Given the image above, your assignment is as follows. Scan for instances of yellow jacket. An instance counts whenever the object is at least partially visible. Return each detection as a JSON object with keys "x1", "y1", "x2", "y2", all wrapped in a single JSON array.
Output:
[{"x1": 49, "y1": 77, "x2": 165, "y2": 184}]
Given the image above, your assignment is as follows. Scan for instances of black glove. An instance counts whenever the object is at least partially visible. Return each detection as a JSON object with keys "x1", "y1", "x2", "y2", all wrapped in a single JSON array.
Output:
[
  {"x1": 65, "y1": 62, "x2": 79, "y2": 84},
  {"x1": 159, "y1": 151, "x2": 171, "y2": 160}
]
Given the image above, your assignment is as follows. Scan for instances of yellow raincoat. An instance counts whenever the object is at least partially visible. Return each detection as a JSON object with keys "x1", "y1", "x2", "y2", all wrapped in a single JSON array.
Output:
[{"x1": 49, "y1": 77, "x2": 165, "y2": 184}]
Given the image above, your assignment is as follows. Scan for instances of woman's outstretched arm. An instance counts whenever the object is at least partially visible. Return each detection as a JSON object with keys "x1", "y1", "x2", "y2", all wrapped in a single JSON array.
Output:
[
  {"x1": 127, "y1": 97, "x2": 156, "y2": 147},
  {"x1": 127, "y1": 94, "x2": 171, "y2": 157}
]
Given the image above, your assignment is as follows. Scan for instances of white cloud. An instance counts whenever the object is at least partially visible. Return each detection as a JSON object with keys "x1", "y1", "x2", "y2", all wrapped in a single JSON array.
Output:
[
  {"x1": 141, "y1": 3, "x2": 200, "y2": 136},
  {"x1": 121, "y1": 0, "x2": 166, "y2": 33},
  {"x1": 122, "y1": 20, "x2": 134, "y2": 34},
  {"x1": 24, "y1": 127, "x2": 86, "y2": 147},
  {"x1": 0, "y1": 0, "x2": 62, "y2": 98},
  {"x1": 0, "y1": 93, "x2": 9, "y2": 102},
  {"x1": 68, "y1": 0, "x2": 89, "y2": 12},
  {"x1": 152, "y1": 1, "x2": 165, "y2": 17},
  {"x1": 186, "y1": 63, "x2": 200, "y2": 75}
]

= = = =

Exercise requirements: Each record needs to be copied out again, letter for letter.

Solution for this task:
Given the image above, your assignment is as follows. Scan for instances of yellow jacket. An instance counts whenever the object is at least partially visible. Return each detection as a JSON object with keys "x1", "y1", "x2", "y2", all wrapped in a single JSON array.
Output:
[{"x1": 49, "y1": 77, "x2": 165, "y2": 184}]
Given the image above, your assignment is as follows. Scan for instances of black glove. An instance counts whenever the object is at least partially visible. Return each detection as a JSON object with keys "x1", "y1", "x2", "y2", all wrapped in a single JSON array.
Output:
[
  {"x1": 65, "y1": 62, "x2": 79, "y2": 84},
  {"x1": 159, "y1": 151, "x2": 171, "y2": 160}
]
Given the image above, your assignment is as follows. Scan for instances of yellow raincoat. An instance counts whenever the object is at least partially visible. Return each detection as a JSON object with keys "x1", "y1", "x2", "y2", all wrapped in a single JSON array.
Output:
[{"x1": 49, "y1": 77, "x2": 165, "y2": 184}]
Given the image above, your assignment is as follows. Scan for instances of woman's outstretched arm. An instance counts whenever the object is at least partially visible. Return each detection as a JSON object with keys "x1", "y1", "x2", "y2", all wrapped in a single JSON array.
Output:
[
  {"x1": 127, "y1": 97, "x2": 156, "y2": 147},
  {"x1": 127, "y1": 94, "x2": 171, "y2": 157}
]
Given the image above, your assignment is as follows. Scan for instances of white cloud. An instance counts whenever the object is at least partially visible. Return each detection as a JSON object with keys "x1", "y1", "x2", "y2", all wrapped in a single JSON array.
Output:
[
  {"x1": 141, "y1": 3, "x2": 200, "y2": 136},
  {"x1": 121, "y1": 0, "x2": 166, "y2": 33},
  {"x1": 122, "y1": 20, "x2": 134, "y2": 34},
  {"x1": 24, "y1": 127, "x2": 86, "y2": 147},
  {"x1": 0, "y1": 0, "x2": 62, "y2": 98},
  {"x1": 0, "y1": 93, "x2": 9, "y2": 102},
  {"x1": 68, "y1": 0, "x2": 89, "y2": 12},
  {"x1": 152, "y1": 1, "x2": 165, "y2": 17},
  {"x1": 186, "y1": 63, "x2": 200, "y2": 75}
]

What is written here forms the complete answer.